— EXERCISE BRIEF —
Each entry must be output exactly as it appears.

Stored data:
--- START ---

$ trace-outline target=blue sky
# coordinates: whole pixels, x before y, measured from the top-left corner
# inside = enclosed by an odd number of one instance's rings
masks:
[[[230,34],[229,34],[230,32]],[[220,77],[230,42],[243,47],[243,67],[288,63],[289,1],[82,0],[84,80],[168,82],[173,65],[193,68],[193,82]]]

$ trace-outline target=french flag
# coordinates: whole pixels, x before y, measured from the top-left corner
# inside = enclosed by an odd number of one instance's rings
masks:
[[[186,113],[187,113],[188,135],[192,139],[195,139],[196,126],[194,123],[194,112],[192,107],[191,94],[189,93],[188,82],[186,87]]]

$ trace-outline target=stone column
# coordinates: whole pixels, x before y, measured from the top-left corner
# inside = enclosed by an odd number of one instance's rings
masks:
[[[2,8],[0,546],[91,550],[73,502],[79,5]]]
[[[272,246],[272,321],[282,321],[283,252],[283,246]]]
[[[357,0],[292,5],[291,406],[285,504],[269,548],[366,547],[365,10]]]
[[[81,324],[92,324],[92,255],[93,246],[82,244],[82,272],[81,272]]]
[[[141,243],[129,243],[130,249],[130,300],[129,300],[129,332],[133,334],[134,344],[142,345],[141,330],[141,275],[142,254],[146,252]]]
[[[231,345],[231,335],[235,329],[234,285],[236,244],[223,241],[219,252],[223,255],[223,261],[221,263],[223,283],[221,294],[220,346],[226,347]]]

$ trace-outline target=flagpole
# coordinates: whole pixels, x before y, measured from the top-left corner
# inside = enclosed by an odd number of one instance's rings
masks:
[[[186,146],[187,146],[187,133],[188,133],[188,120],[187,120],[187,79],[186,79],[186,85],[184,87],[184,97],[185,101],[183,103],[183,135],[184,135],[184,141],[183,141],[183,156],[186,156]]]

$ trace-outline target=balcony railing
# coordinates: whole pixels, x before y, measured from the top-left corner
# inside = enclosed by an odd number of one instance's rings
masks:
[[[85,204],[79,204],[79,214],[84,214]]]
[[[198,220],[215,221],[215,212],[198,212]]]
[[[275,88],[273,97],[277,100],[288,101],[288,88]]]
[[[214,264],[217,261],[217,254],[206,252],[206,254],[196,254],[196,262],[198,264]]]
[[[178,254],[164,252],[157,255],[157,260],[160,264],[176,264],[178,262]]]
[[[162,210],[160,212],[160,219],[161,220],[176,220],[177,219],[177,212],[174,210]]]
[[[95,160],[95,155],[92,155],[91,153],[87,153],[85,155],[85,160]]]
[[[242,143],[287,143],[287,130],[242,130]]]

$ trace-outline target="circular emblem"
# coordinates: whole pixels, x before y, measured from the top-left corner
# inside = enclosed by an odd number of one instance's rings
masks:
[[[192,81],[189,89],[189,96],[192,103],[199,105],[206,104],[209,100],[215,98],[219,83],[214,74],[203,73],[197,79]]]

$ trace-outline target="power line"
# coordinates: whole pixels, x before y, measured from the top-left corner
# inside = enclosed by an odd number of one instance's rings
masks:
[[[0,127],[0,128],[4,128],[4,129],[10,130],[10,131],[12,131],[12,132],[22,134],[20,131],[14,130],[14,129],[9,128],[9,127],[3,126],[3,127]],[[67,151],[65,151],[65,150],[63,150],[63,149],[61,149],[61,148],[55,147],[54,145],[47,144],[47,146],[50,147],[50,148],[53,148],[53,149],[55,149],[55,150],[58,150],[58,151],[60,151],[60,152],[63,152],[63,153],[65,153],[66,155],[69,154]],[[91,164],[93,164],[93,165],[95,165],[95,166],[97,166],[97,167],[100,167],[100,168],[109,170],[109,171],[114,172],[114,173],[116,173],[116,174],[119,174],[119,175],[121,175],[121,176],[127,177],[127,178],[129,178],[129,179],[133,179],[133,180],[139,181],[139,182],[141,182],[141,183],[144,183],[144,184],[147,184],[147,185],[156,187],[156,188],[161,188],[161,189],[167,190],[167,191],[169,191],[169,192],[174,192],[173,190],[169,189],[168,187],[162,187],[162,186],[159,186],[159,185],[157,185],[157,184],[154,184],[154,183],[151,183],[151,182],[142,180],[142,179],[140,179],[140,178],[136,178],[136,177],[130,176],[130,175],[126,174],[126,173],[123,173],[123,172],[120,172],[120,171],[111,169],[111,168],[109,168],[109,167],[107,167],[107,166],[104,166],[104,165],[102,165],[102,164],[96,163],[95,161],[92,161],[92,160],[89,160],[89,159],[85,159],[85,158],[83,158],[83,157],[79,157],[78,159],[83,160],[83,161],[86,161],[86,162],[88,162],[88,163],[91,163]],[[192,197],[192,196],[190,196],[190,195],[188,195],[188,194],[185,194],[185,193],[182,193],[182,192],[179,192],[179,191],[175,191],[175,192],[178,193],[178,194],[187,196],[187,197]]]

--- END ---

— YOUR SOLUTION —
$ trace-outline target=blue sky
# coordinates: whole pixels, x before y, measured from the top-left corner
# inside = enclosed by an odd number of one instance's rings
masks:
[[[230,34],[229,34],[230,32]],[[220,77],[230,42],[243,47],[243,67],[288,63],[289,1],[82,0],[84,80],[168,82],[173,65],[193,68],[193,82]]]

$ trace-outline target=french flag
# coordinates: whole pixels, x before y, measured from the top-left corner
# inside = enclosed by an odd number of one instance's rings
masks:
[[[186,113],[187,113],[188,135],[192,139],[195,139],[196,126],[194,123],[194,112],[192,107],[191,94],[189,93],[188,82],[186,87]]]

$ trace-outline target=stone column
# coordinates: whole pixels, x before y, measured from the top-left corner
# inside = enclosed by an odd number of one instance's rings
masks:
[[[2,8],[0,546],[91,550],[73,502],[79,5]]]
[[[272,246],[272,321],[282,321],[283,252],[283,246]]]
[[[357,0],[292,5],[291,406],[285,504],[269,548],[366,547],[365,10]]]
[[[81,324],[92,324],[92,255],[93,246],[82,244],[82,272],[81,272]]]
[[[141,243],[129,243],[130,249],[130,300],[129,300],[129,332],[133,334],[134,344],[142,345],[141,330],[141,275],[142,254],[146,252]]]
[[[231,345],[231,335],[235,329],[234,285],[236,244],[223,241],[219,252],[223,255],[223,261],[221,263],[223,283],[221,294],[220,346],[226,347]]]

$ trace-outline target=flagpole
# coordinates: whole pixels, x before y, measured from the top-left corner
# inside = enclosed by an odd number of one instance's rings
masks:
[[[186,146],[187,146],[187,133],[188,133],[188,120],[187,120],[187,79],[186,79],[186,85],[184,87],[184,97],[185,101],[183,103],[183,135],[184,135],[184,141],[183,141],[183,156],[186,156]]]

$ trace-outline target=balcony railing
# coordinates: whole pixels, x before y, measured from the top-left corner
# inside = enclosed by an odd number of one instance's rings
masks:
[[[85,204],[79,204],[79,214],[84,214]]]
[[[198,220],[215,221],[215,212],[198,212]]]
[[[275,88],[273,97],[277,100],[288,101],[288,88]]]
[[[214,264],[217,261],[217,254],[206,252],[206,254],[196,254],[196,262],[198,264]]]
[[[178,254],[164,252],[157,255],[157,260],[160,264],[176,264],[178,262]]]
[[[162,210],[160,212],[160,219],[161,220],[176,220],[177,219],[177,212],[174,210]]]
[[[95,160],[95,155],[92,155],[91,153],[87,153],[85,155],[85,160]]]
[[[242,143],[287,143],[287,130],[242,130]]]

$ trace-outline target="circular emblem"
# coordinates: whole pixels, x before y, measured from the top-left corner
# inside = enclosed by an odd number of one instance's rings
masks:
[[[192,81],[189,89],[189,96],[192,103],[199,105],[206,104],[209,100],[215,98],[219,83],[214,74],[203,73],[197,79]]]

$ trace-outline target="power line"
# coordinates: whole pixels, x before y, measured from the top-left corner
# inside = enclosed by an odd number of one instance's rings
masks:
[[[0,127],[0,128],[4,128],[4,129],[10,130],[10,131],[12,131],[12,132],[22,134],[20,131],[14,130],[14,129],[9,128],[9,127],[3,126],[3,127]],[[67,151],[65,151],[65,150],[63,150],[63,149],[61,149],[61,148],[55,147],[54,145],[47,144],[47,146],[50,147],[50,148],[53,148],[53,149],[55,149],[55,150],[58,150],[58,151],[60,151],[60,152],[63,152],[63,153],[65,153],[66,155],[69,154]],[[91,164],[93,164],[93,165],[95,165],[95,166],[97,166],[97,167],[100,167],[100,168],[109,170],[109,171],[114,172],[114,173],[116,173],[116,174],[119,174],[119,175],[121,175],[121,176],[127,177],[127,178],[129,178],[129,179],[133,179],[133,180],[139,181],[139,182],[141,182],[141,183],[144,183],[144,184],[147,184],[147,185],[156,187],[156,188],[161,188],[161,189],[167,190],[167,191],[169,191],[169,192],[174,192],[173,190],[169,189],[168,187],[162,187],[162,186],[159,186],[159,185],[157,185],[157,184],[154,184],[154,183],[151,183],[151,182],[142,180],[142,179],[140,179],[140,178],[136,178],[136,177],[130,176],[130,175],[126,174],[126,173],[123,173],[123,172],[120,172],[120,171],[111,169],[111,168],[109,168],[109,167],[107,167],[107,166],[104,166],[104,165],[102,165],[102,164],[96,163],[95,161],[92,161],[92,160],[89,160],[89,159],[85,159],[85,158],[83,158],[83,157],[79,157],[78,159],[83,160],[83,161],[86,161],[86,162],[88,162],[88,163],[91,163]],[[192,197],[192,196],[190,196],[190,195],[188,195],[188,194],[185,194],[185,193],[182,193],[182,192],[179,192],[179,191],[175,191],[175,192],[178,193],[178,194],[187,196],[187,197]]]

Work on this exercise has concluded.